◆ Goal: You are to retype all of the data exactly as it appears.
>> BEGIN
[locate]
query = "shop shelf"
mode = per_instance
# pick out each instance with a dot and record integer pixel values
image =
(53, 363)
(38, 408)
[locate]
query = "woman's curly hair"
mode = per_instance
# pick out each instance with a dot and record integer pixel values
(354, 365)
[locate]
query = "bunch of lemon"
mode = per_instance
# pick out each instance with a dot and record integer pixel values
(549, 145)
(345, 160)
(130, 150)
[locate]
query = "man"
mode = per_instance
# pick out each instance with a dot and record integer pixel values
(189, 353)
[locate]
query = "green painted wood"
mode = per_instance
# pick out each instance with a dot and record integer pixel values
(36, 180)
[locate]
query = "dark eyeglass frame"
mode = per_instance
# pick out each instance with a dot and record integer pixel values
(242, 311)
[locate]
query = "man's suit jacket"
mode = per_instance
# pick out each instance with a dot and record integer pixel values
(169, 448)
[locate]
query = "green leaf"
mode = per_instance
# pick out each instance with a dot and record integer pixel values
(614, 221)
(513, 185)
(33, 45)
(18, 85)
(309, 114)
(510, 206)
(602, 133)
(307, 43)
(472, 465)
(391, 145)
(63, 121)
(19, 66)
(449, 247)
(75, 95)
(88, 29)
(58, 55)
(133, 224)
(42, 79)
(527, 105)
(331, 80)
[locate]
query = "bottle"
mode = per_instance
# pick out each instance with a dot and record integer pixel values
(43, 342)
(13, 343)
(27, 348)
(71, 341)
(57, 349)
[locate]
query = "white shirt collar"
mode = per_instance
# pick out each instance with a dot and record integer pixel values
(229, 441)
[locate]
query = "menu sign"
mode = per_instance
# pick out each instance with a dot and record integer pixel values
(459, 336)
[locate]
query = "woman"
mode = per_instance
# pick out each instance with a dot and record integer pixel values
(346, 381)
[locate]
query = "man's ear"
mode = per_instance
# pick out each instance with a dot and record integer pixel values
>> END
◆ Solution:
[locate]
query = "shop shelf"
mode = per_instance
# pick out each instance with a dot and record integer pixel values
image =
(53, 363)
(38, 408)
[locate]
query = "woman's curly hair"
mode = per_instance
# pick out each instance with a dot and record integer pixel values
(354, 365)
[locate]
query = "bunch of lemon"
mode = per_instance
# pick out each instance with a dot and record integer pixel values
(549, 145)
(345, 160)
(130, 150)
[locate]
query = "man"
mode = per_instance
# pick out each instance with a dot and record integer pixel values
(189, 353)
[locate]
query = "green painted wood"
mode = per_instance
# pick out each instance with a dot and record integer pixel values
(36, 180)
[locate]
query = "dark eyeglass frame"
mode = per_instance
# pick out each instance with a dot and record integer pixel values
(242, 311)
[locate]
query = "man's suit jacket"
mode = per_instance
# pick out each instance with a dot and record integer pixel values
(169, 448)
[locate]
query = "green leaf"
mode = per_instance
# pick out each instance with a dot and record integer pixel values
(614, 221)
(513, 185)
(33, 45)
(18, 85)
(309, 114)
(510, 206)
(602, 133)
(307, 43)
(472, 465)
(391, 145)
(63, 121)
(19, 66)
(449, 247)
(75, 95)
(88, 29)
(58, 55)
(133, 224)
(42, 79)
(527, 105)
(331, 80)
[locate]
query = "bottle"
mode = per_instance
# pick out each instance with a dot and record integer pixel values
(43, 342)
(13, 343)
(27, 348)
(71, 341)
(57, 349)
[locate]
query = "white shirt collar"
mode = per_instance
# pick out each instance with a dot and record integer pixel values
(229, 441)
[locate]
query = "menu sign"
mode = per_instance
# pick out each instance with a dot and record integer pixel values
(459, 336)
[locate]
query = "woman"
mode = per_instance
# pick out each instance with a dot and record integer pixel values
(346, 381)
[locate]
query = "man's ear"
mode = per_instance
# pick out each instance with a dot and record integer pixel values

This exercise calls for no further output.